• _任务说明_
请续写这篇讲卡尔曼滤波与 MMSE 估计的文章，从它的最后一句之后接着写下去。

• _给定文本_
○ ○ ○ ○ ○

It is NOT required to be a fixed sine wave.  Some parameter could be time varying.

Example is like FM demodulation.  How about zero crossing MMSE for FM demodulation?

 

A sin(wt + theta)

For MMSE estimator

For ML estimator, estimate A, w, or theta

2014年1月5日 星期日

Kalman Filter : MMSE Estimator

常常說 Kalman filter 是 optimal estimate (in linear dynamic model), 如何解釋? 或者更基本,Kalman filter 的理論基礎為何? Kalman filter 和一般常用的 LPF (Butterworth, Cheby filter, etc.) 有什麼本質上的差異?

Kalman filter 和常用 LPF 差異

一般信號處理常用的 filter (FIR, IIR, Butterworth, Cheby) based on Laplace or Fourier tranform , (i) 都是 linear time invariant (LTI) filter;  (ii) filter 的特性 (e.g.頻寛)和輸入信號基本上 independent.

要計算輸出信號,我們通常先 derive (or define) filter 的 transfer function and impulse response, 再用 frequency domain (s/z-domain) multiplication 或 time domain convolution 來獲得。

Kalman filter, on the other hand, 是由 stochastic signal (random sequence 隨機信號) estimation 出發 (i) 輸入信號和相關雜訊的 statistics 決定了 Kalman filter 的特性;  (ii) Kalman filter 基本上是 time varying filter.  (在很多情況下 Kalman filter 會收歛到 steady state filter, 近似 time invariant filter).  以上兩點和常用 LPF 完全不同。

Kalman filter 和常用 LPF 可以類比嗎?

前文 ( Kalman filter for Engineer) 提到 Kalman filter 可以視為一個 feedback controller with time varying Kalman gain (Kg).  因此可以視為一個 time varying IIR filter, 頻寛會隨時間改變。

在 steady state (如果 steady state 存在)時,Kg 基本上近似常數,趨近一個 time invariant filter).  不過 Kg 由輸入信號和相關雜訊決定,和一般 LPF 仍有不同。

Kalman filter 和 Wiener Filter 的差異

可以 reference Binghamton 的 slides.

Wiener filter assumes WSS (wide sense stationary) signal + noise

Kalman filter assumes Dynamic model + observation noise

Wiener filter 是 time invariant filter, 但 filter 特性由輸入信號和雜訊決定,這點和 Kalman filter 相似。

If we let consider only after much time has elapsed: given IIR Wiener case and steady state Kalman filter, then Kalman = Wiener.

Step1: Random Variable MMSE Estimator

先從最簡單的 one variable 開始,X 的 MMSE (Minimum Mean-Square Error) estimator 是 find x* to minimize E(|X-x*|^2).  很容易可証明: x* = E(X),  MSE=E(|X-E(X)|^2)=σ^2.        Any other estimate E(X)+a 的 MSE=σ^2 + a^2 > σ^2.

○ ○ ○ ○ ○

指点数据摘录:
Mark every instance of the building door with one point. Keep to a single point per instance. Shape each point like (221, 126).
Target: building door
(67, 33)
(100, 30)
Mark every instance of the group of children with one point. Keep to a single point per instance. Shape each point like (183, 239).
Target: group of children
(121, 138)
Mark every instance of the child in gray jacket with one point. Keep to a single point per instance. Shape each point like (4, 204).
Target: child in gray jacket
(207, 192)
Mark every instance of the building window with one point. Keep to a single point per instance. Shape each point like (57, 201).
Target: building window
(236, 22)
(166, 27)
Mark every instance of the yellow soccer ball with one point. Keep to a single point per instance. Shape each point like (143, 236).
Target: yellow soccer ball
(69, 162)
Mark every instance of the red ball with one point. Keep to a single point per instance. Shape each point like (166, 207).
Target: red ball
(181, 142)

○ ○ ○ ○ ○

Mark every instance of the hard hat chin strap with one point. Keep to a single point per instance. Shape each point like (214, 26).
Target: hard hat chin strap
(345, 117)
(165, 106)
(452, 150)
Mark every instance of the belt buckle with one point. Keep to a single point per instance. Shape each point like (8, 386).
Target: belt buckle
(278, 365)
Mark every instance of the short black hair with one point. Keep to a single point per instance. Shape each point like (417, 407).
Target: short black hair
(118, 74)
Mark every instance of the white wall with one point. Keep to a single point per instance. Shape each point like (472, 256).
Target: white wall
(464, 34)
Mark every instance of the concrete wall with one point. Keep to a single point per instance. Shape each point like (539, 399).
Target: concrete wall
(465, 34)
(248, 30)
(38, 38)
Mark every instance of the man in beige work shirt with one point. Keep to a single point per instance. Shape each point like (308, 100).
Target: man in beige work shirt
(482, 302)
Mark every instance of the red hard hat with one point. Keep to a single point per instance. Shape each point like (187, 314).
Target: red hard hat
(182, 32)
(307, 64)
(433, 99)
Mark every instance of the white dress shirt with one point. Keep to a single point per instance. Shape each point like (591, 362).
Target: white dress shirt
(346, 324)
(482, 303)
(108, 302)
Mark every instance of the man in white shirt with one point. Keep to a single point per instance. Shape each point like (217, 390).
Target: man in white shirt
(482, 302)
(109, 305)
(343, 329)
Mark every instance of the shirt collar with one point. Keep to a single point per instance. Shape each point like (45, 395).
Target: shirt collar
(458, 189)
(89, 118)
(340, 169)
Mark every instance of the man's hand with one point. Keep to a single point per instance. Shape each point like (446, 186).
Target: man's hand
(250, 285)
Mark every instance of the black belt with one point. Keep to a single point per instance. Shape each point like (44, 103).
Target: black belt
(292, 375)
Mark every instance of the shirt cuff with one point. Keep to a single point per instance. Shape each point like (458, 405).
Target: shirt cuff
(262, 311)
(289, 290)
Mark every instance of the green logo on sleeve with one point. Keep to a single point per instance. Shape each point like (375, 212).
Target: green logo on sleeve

○ ○ ○ ○ ○

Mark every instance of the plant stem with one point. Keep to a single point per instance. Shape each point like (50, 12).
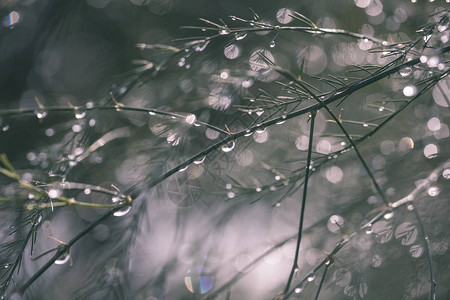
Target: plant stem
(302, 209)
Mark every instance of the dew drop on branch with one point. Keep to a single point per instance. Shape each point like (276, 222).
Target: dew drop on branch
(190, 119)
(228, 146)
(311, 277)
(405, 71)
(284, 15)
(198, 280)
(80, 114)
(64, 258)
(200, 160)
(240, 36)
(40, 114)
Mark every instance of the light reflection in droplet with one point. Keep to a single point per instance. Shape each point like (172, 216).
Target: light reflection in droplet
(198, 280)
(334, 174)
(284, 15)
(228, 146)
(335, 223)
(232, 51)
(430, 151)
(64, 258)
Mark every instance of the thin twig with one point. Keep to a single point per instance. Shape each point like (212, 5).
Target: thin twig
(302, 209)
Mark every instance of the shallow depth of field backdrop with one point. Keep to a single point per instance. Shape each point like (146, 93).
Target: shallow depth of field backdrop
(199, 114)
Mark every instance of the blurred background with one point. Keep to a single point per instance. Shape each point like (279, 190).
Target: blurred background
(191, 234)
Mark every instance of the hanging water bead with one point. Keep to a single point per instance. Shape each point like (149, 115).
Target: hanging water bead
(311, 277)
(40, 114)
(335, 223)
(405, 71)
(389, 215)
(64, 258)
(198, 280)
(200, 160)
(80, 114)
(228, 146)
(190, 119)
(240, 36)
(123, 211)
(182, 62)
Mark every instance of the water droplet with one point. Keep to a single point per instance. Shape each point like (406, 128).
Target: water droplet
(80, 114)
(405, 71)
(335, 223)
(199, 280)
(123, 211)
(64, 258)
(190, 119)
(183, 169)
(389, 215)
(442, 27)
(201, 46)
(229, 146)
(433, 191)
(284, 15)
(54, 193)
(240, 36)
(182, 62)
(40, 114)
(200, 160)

○ ○ ○ ○ ○

• _任务回答_
當有 two variables X, Y, the MMSE (Minimum Mean-Squared Error) estimator:
Let y be observed.   Fnd x* an estimate of the unobserved x to minimize  E(|X-x*|^2).  Hint: E(|X-x*|^2) = Ex Ey (|X-x*|^2|y)

很明顯如果 X, Y are independent or uncorreleated. y is observed or not 對 X estimation 並沒有任何幫助:

x* = E(X) and MSE = σ_x^2.

如果 X and Y are correlated, y is observed 對 X estimation 多少有幫助。可以証明 x* = E(X|Y=y) 是 MMSE estimator. 並且 MSE error 會比沒有 y is observed 小。直覺上 make sense, 多了 y 的資訊對減小 X esimation error 多少有幫助。

注意 x* = E(X|Y=y) 並沒有假設任何 X and Y 的統計特性 (如 Gaussian)!  這是 Baysian estimator 的基礎。

X, Y Gaussian

再來假設 X, Y Gaussian 來進一步說明

[x, y] ~ N( [ E(X), E(Y)], [σ_x^2, σ_xy; σ_xy, σ_y^2])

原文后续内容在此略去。